▶ Exercise instructions
Please put every line of the entries below into a Markdown table with the columns "Row" and "Text", giving each line a row number and skipping blank lines. Leave the pictures out of the table.

▶ Listed entries

========================

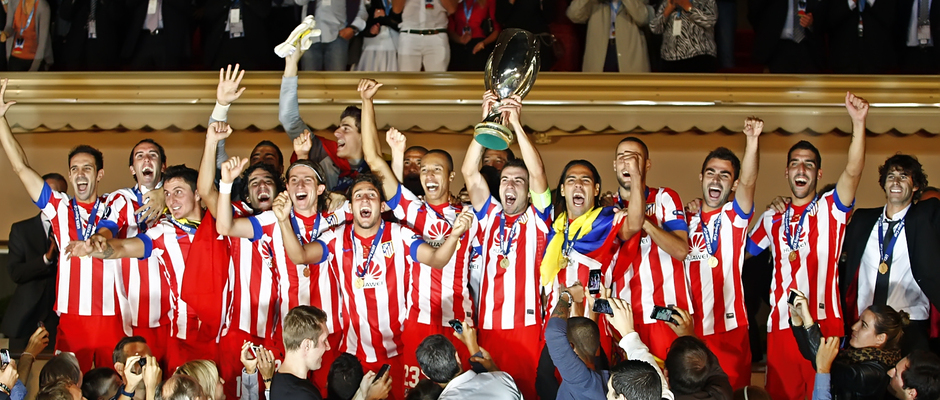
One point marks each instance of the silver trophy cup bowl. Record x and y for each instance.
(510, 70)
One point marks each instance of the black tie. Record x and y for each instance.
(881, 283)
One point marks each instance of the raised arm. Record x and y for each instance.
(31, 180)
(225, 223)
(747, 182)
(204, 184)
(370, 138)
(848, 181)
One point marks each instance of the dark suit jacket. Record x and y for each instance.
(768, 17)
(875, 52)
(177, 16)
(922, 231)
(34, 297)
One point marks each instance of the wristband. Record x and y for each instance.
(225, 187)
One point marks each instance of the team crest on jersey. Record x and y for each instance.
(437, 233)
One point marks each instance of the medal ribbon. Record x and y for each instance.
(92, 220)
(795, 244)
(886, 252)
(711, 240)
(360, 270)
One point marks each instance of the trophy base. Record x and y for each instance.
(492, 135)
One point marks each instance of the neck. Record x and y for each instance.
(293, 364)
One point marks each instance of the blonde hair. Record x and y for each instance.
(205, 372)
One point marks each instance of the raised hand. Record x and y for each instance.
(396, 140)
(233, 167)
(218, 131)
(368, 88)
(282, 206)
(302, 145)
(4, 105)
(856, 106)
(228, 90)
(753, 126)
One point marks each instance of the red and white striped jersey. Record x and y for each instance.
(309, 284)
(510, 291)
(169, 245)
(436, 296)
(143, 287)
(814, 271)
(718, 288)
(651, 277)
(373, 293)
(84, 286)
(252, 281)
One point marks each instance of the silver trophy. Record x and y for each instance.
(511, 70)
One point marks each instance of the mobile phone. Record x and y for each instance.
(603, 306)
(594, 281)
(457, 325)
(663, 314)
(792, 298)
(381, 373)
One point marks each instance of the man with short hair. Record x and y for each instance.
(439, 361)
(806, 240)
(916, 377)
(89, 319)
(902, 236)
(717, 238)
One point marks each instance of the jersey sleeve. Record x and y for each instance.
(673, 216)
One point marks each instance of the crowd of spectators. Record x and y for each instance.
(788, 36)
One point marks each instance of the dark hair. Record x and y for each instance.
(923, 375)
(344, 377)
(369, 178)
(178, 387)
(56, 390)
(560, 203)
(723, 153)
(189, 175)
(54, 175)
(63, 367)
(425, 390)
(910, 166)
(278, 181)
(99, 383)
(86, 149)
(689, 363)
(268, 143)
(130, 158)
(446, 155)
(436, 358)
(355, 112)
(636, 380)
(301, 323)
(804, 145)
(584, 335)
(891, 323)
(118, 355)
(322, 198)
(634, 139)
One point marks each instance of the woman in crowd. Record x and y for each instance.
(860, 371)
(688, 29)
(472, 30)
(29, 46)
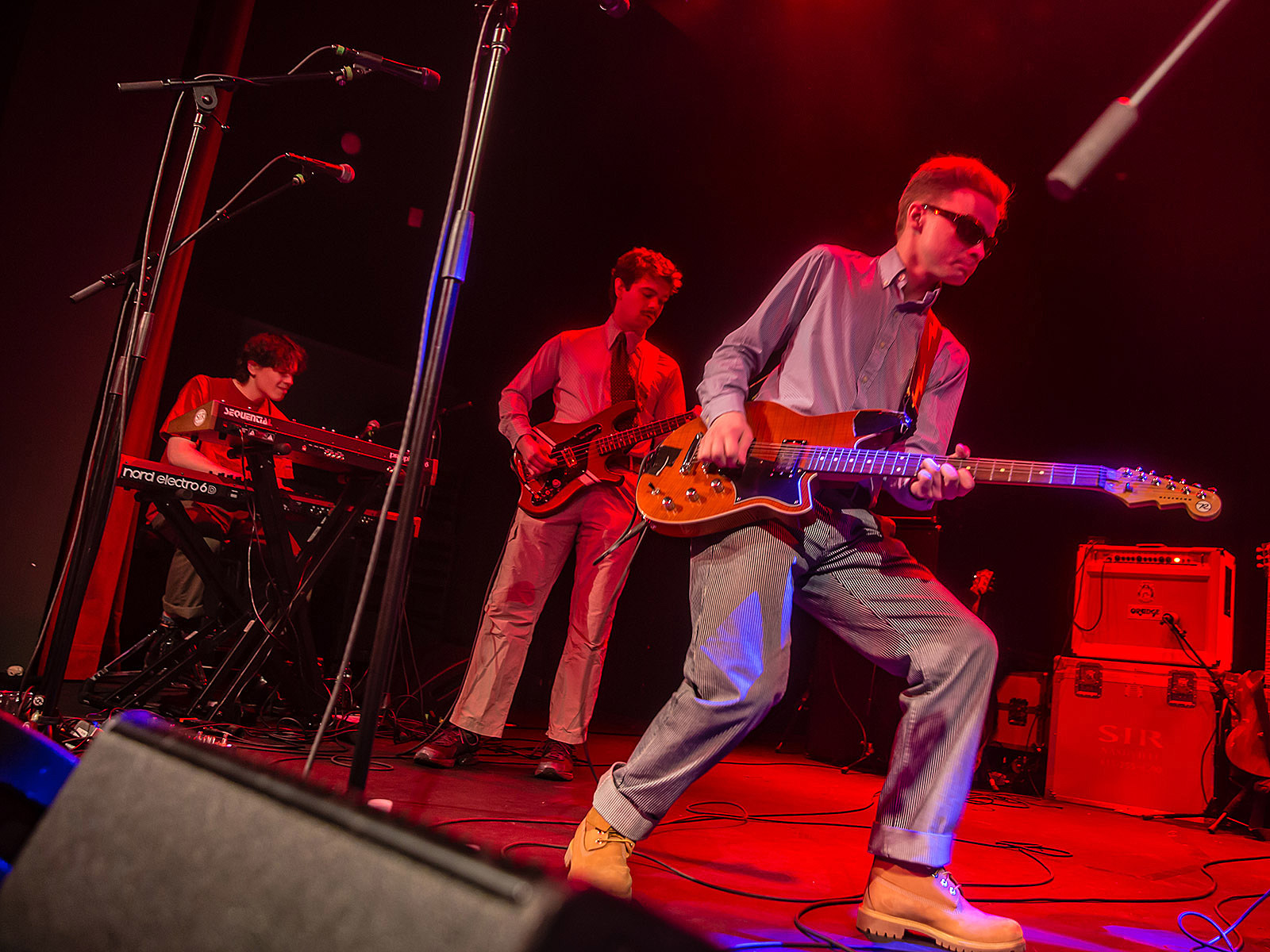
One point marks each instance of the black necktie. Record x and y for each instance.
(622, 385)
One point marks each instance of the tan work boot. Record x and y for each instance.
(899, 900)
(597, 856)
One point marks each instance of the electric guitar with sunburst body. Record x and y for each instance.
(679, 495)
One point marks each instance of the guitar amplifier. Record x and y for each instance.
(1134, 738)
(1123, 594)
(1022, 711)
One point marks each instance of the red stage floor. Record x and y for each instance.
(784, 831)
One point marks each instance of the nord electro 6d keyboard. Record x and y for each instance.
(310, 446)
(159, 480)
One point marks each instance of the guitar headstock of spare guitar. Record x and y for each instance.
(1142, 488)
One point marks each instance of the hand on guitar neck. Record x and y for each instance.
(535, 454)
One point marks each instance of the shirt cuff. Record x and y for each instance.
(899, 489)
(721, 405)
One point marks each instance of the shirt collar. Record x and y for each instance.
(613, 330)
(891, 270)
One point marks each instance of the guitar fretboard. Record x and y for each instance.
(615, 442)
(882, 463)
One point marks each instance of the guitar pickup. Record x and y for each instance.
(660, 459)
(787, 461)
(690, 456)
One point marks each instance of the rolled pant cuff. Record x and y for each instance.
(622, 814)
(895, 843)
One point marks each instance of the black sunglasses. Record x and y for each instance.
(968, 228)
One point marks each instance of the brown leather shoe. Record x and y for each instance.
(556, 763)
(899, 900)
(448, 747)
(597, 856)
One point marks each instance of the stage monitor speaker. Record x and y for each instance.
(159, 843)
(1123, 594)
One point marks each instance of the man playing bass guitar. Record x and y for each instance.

========================

▶ Reply to the task
| Row | Text |
|---|---|
| 1 | One point marks each instance of the silver trophy cup bowl. Record x and y for each instance. |
| 2 | (510, 70) |
| 3 | One point marks each instance of the black tie. Record x and y for each instance. |
| 4 | (881, 283) |
| 5 | One point marks each instance of the raised arm. Record x and y for each instance. |
| 6 | (31, 180) |
| 7 | (225, 223) |
| 8 | (747, 182) |
| 9 | (204, 184) |
| 10 | (370, 138) |
| 11 | (848, 181) |
| 12 | One point marks each instance of the dark suit jacket. Record x and y for each instance. |
| 13 | (768, 17) |
| 14 | (875, 52) |
| 15 | (177, 16) |
| 16 | (922, 231) |
| 17 | (34, 297) |
| 18 | One point marks each instance of the wristband. Record x and y for each instance. |
| 19 | (225, 187) |
| 20 | One point marks each instance of the team crest on jersey. Record x and y for each instance. |
| 21 | (437, 233) |
| 22 | One point marks each instance of the medal ribbon. Record x and y for each instance. |
| 23 | (92, 220) |
| 24 | (795, 244) |
| 25 | (886, 252) |
| 26 | (711, 240) |
| 27 | (360, 270) |
| 28 | One point marks each instance of the trophy base. Record x and y for each instance. |
| 29 | (492, 135) |
| 30 | One point marks each instance of the neck. Record x and y for each instance. |
| 31 | (293, 364) |
| 32 | One point marks each instance of the blonde hair. Record x and y for each instance. |
| 33 | (205, 372) |
| 34 | One point marks each instance of the raised hand. Record x and y for each instance. |
| 35 | (396, 140) |
| 36 | (233, 167) |
| 37 | (218, 131) |
| 38 | (368, 88) |
| 39 | (282, 206) |
| 40 | (302, 145) |
| 41 | (4, 105) |
| 42 | (856, 106) |
| 43 | (228, 90) |
| 44 | (753, 126) |
| 45 | One point marks each instance of the red and white striped jersey. Record x and y for each instance. |
| 46 | (309, 284) |
| 47 | (510, 291) |
| 48 | (169, 245) |
| 49 | (436, 296) |
| 50 | (143, 287) |
| 51 | (814, 271) |
| 52 | (718, 288) |
| 53 | (651, 277) |
| 54 | (373, 293) |
| 55 | (84, 286) |
| 56 | (252, 281) |
| 57 | One point marks each instance of the silver trophy. Record x and y for each instance. |
| 58 | (511, 70) |
| 59 | One point marks each instance of the mobile phone. Record x and y for each instance. |
| 60 | (603, 306) |
| 61 | (594, 281) |
| 62 | (457, 325) |
| 63 | (663, 314) |
| 64 | (792, 298) |
| 65 | (381, 373) |
| 66 | One point marks each instance of the man with short hair. Record x and y for each instance. |
| 67 | (439, 361) |
| 68 | (806, 240) |
| 69 | (916, 377) |
| 70 | (89, 319) |
| 71 | (902, 236) |
| 72 | (717, 238) |
| 73 | One point marks each instance of the jersey sleeve. Record x and y for each instance. |
| 74 | (673, 216) |
| 75 | One point marks each instance of the crowd of spectators. Record x and y for each instance. |
| 76 | (788, 36) |
| 77 | One point marks each instance of the dark hair. Record x and y for each instance. |
| 78 | (923, 375) |
| 79 | (344, 377) |
| 80 | (369, 178) |
| 81 | (178, 387) |
| 82 | (56, 390) |
| 83 | (560, 203) |
| 84 | (723, 153) |
| 85 | (189, 175) |
| 86 | (54, 175) |
| 87 | (63, 367) |
| 88 | (425, 390) |
| 89 | (910, 166) |
| 90 | (278, 181) |
| 91 | (99, 383) |
| 92 | (86, 149) |
| 93 | (689, 363) |
| 94 | (268, 143) |
| 95 | (130, 158) |
| 96 | (446, 155) |
| 97 | (436, 358) |
| 98 | (355, 112) |
| 99 | (636, 380) |
| 100 | (301, 323) |
| 101 | (804, 145) |
| 102 | (584, 335) |
| 103 | (891, 323) |
| 104 | (118, 355) |
| 105 | (322, 198) |
| 106 | (634, 139) |
| 107 | One point marks each instance of the woman in crowd. Record x and y for each instance. |
| 108 | (860, 371) |
| 109 | (688, 29) |
| 110 | (472, 30) |
| 111 | (29, 46) |
| 112 | One point marks each instance of the black necktie. Record x and y for each instance. |
| 113 | (622, 385) |
| 114 | One point marks each instance of the tan work boot. Record x and y for each instance. |
| 115 | (899, 900) |
| 116 | (597, 856) |
| 117 | One point marks each instance of the electric guitar with sunburst body. Record x and y for each instance. |
| 118 | (679, 495) |
| 119 | One point marks each instance of the guitar amplifier. Record x and y for each instance. |
| 120 | (1134, 738) |
| 121 | (1123, 594) |
| 122 | (1022, 711) |
| 123 | One point marks each instance of the red stage floor. Record x and y for each instance. |
| 124 | (784, 831) |
| 125 | One point marks each instance of the nord electro 6d keyboard. Record x and y for each instance. |
| 126 | (310, 446) |
| 127 | (159, 480) |
| 128 | One point marks each instance of the guitar headstock of spare guitar. Record x and y for each instance. |
| 129 | (1142, 488) |
| 130 | One point marks each instance of the hand on guitar neck. Record x and y for each instance. |
| 131 | (535, 454) |
| 132 | One point marks each instance of the shirt cuff. Record x and y for each instance. |
| 133 | (899, 489) |
| 134 | (721, 405) |
| 135 | One point marks each instance of the shirt collar. Record x and y for each instance. |
| 136 | (613, 330) |
| 137 | (891, 270) |
| 138 | One point marks each instance of the guitar fretboard. Record x and y for each instance. |
| 139 | (615, 442) |
| 140 | (882, 463) |
| 141 | One point marks each instance of the guitar pickup. Record x and y for each instance. |
| 142 | (660, 459) |
| 143 | (787, 461) |
| 144 | (690, 456) |
| 145 | One point marks each instance of the rolled pant cuff. Record x and y for each instance. |
| 146 | (622, 814) |
| 147 | (895, 843) |
| 148 | One point marks each instance of the black sunglasses. Record x and y for each instance. |
| 149 | (968, 228) |
| 150 | One point marks each instance of the brown leather shoe. Record x and y for each instance. |
| 151 | (556, 763) |
| 152 | (899, 900) |
| 153 | (448, 747) |
| 154 | (597, 856) |
| 155 | One point marks each instance of the stage monitor speaker. Record x and y for each instance. |
| 156 | (159, 843) |
| 157 | (1123, 594) |
| 158 | One point marks each instance of the man playing bass guitar. Record x and y for each instance. |